BEGIN RECORDED INFORMATION
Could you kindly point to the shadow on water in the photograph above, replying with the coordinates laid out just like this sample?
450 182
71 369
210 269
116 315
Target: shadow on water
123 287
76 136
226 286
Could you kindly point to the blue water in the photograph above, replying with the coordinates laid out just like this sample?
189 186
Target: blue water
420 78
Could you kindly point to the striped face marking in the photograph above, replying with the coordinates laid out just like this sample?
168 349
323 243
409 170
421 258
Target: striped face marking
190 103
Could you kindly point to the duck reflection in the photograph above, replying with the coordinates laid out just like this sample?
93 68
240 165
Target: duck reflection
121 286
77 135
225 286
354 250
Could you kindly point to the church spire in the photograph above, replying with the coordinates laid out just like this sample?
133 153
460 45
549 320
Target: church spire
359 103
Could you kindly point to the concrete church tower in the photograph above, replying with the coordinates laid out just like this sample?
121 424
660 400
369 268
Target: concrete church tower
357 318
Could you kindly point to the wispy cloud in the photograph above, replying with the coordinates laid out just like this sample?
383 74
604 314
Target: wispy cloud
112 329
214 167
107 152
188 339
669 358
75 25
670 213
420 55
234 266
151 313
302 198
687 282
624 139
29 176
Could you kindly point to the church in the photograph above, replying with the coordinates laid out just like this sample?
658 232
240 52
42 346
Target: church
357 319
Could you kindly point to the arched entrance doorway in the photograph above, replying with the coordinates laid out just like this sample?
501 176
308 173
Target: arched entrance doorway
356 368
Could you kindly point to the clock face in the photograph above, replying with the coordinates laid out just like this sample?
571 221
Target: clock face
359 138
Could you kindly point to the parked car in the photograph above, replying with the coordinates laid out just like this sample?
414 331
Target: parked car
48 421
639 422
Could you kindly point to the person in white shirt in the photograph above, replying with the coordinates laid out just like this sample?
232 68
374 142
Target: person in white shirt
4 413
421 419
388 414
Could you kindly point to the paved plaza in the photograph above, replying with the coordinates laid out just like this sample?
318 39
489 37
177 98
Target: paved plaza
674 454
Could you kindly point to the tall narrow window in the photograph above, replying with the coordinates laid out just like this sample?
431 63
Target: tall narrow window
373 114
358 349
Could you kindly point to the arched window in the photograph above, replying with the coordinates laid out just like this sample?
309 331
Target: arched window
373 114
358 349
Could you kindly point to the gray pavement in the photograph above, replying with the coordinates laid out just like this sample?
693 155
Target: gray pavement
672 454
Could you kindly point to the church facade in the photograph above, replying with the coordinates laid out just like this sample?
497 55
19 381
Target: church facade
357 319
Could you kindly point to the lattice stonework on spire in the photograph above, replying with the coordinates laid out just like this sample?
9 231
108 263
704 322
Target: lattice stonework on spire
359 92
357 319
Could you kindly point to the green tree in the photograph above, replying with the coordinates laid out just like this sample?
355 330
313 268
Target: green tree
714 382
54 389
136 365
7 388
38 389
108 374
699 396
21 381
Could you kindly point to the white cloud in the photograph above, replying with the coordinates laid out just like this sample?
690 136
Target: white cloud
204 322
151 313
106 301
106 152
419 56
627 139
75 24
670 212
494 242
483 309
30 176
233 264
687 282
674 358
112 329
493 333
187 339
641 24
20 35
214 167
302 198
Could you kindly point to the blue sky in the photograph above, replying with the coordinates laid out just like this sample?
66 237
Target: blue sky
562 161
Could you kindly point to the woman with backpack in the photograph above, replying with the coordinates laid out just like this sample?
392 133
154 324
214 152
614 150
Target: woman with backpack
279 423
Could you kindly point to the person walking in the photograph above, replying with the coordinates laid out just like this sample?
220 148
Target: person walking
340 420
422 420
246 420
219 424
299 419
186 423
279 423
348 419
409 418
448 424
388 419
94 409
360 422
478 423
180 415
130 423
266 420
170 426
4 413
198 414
END RECORDED INFORMATION
BEGIN RECORDED INFORMATION
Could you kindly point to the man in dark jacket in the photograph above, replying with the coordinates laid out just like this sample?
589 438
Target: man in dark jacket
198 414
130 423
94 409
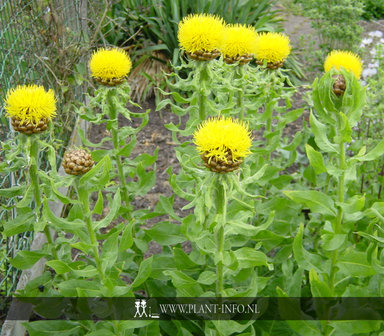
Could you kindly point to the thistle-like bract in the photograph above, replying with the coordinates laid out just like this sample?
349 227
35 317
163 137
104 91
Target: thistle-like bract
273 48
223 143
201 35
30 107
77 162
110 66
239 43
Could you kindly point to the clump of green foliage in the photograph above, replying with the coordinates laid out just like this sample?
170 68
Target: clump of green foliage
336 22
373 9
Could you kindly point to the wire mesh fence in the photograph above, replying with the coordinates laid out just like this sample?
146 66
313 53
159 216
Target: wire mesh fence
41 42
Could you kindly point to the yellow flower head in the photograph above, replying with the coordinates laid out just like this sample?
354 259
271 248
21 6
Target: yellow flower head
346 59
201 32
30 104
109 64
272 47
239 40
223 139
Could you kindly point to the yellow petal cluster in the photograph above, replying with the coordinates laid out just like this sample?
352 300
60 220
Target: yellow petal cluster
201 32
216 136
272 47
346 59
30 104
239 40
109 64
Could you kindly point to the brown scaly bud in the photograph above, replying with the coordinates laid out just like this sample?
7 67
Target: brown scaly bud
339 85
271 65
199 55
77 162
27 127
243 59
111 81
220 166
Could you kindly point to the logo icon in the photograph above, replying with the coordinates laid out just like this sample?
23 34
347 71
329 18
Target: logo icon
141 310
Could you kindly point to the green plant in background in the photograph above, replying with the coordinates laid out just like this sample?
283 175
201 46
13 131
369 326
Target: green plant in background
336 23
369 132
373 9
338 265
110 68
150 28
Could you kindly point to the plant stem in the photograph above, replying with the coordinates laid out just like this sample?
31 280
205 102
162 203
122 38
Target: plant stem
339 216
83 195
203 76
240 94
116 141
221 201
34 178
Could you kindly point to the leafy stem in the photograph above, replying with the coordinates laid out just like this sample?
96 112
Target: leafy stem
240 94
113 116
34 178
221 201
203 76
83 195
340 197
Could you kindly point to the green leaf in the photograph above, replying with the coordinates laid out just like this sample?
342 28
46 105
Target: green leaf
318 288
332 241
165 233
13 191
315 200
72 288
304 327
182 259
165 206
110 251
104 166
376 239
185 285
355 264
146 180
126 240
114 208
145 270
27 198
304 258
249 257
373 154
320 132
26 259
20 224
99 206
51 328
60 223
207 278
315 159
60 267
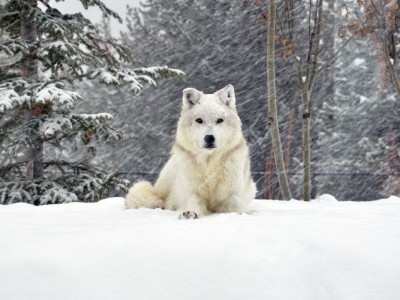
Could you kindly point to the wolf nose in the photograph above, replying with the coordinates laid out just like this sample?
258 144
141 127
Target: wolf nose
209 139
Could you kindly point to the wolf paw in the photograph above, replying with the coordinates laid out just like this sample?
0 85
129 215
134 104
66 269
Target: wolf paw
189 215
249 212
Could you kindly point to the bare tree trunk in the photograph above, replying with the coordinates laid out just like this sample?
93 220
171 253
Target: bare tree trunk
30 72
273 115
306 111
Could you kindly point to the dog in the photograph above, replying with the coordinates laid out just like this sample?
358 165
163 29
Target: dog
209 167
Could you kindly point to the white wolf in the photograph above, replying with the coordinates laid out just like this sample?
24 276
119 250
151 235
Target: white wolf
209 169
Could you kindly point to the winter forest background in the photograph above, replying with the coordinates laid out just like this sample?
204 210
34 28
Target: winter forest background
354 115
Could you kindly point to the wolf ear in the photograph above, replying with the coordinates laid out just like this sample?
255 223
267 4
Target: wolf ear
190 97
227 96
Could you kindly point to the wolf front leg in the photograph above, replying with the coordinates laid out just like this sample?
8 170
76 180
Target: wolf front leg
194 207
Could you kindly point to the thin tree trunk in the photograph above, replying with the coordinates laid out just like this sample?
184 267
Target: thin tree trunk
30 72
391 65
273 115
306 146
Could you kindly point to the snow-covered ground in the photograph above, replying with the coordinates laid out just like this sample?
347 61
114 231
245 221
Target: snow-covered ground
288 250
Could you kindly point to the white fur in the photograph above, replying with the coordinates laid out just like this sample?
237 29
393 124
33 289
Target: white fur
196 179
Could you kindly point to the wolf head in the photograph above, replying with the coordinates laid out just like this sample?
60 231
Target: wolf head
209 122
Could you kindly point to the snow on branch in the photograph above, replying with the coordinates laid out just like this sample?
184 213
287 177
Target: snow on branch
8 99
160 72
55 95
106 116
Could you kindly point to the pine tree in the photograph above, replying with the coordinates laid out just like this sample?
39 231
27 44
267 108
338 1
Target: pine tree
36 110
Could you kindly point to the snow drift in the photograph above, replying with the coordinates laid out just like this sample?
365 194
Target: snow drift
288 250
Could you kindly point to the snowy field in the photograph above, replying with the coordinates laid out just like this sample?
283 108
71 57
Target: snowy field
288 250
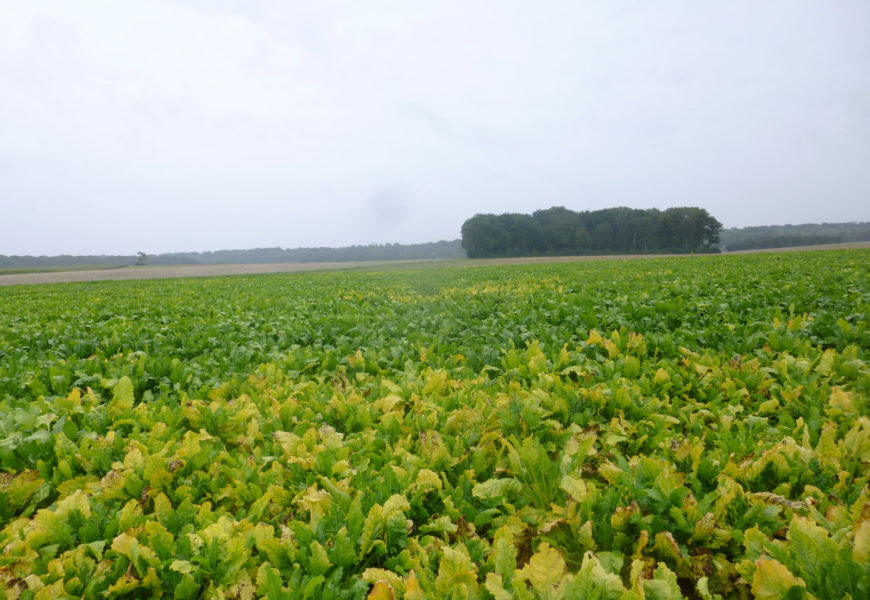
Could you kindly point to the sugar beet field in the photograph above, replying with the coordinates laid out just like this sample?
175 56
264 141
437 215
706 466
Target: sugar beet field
END RECORDED INFORMATION
BEGIN RECORDED INFORMATION
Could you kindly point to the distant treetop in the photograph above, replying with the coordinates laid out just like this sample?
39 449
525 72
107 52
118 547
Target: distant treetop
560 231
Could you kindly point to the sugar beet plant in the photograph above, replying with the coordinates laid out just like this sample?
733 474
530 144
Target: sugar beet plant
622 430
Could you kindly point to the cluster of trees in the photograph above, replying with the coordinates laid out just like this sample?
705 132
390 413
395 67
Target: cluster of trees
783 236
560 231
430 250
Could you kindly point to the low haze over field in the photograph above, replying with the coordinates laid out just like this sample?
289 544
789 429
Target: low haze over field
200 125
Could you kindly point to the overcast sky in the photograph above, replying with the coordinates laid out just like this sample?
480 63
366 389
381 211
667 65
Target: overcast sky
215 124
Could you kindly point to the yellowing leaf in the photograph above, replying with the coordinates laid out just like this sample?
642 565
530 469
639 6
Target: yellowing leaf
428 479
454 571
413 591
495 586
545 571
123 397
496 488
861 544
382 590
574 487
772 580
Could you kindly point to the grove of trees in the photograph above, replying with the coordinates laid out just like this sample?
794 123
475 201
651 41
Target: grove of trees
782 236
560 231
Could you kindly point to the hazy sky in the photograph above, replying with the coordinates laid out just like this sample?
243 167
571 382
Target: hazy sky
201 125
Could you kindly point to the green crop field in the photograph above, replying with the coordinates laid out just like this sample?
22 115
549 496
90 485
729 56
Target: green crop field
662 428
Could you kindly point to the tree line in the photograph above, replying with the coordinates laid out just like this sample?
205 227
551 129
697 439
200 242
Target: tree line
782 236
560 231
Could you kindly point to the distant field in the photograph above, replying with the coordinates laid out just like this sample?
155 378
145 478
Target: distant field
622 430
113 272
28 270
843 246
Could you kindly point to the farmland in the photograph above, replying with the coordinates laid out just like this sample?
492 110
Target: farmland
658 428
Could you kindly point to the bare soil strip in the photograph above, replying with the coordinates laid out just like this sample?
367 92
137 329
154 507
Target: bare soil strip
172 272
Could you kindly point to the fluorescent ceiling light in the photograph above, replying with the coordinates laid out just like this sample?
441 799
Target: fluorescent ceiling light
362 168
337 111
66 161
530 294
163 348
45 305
END RECORDED INFORMATION
### WHAT IS NEEDED:
Using only the entries above, output the line with "Could you kindly point to the shadow", the line with "Could you kindly point to the clock", and all lines between them, exactly as they stand.

### TASK RESULT:
Could you kindly point to the shadow on water in the photograph above, replying with the coordinates laid out just like this sample?
450 182
71 369
210 269
116 315
Target: shadow on water
123 287
76 136
226 286
Could you kindly point to the blue water in the photograph above, replying with the coordinates laid out just like this sample?
189 186
Target: blue water
420 78
Could you kindly point to the striped face marking in the photograph above, replying with the coordinates laid out just like this sample?
168 349
323 243
409 170
421 258
Target: striped face marking
190 103
Could you kindly point to the duck reflection in the photograph above, replying with the coordinates laid out just like this sample?
93 68
240 165
Target: duck reflection
121 286
77 135
225 286
354 250
Could you kindly point to the church spire in the photograph above, replying with the coordinates laid out just like this sample?
133 153
460 45
549 320
Target: church spire
359 103
Could you kindly point to the concrete church tower in the photograph above, replying with the coordinates laid out just like this sample?
121 424
660 400
369 268
Target: concrete church tower
357 318
Could you kindly point to the wispy cloud in the photograph above, replying with the coordinates laid out just like this sample?
383 74
604 314
Target: wispy cloud
112 329
214 167
107 152
188 339
669 358
75 25
670 213
420 55
234 266
151 313
302 198
687 282
624 139
29 176
Could you kindly point to the church in the photograph above, replying with the coordinates laid out just like this sample?
658 232
240 52
42 346
Target: church
357 319
Could you kindly point to the arched entrance doorway in the photograph above, replying with the coordinates laid out just like this sample?
501 176
308 173
Target: arched entrance doorway
356 368
Could you kindly point to the clock face in the photograph above, replying with the coordinates laid out just like this sample?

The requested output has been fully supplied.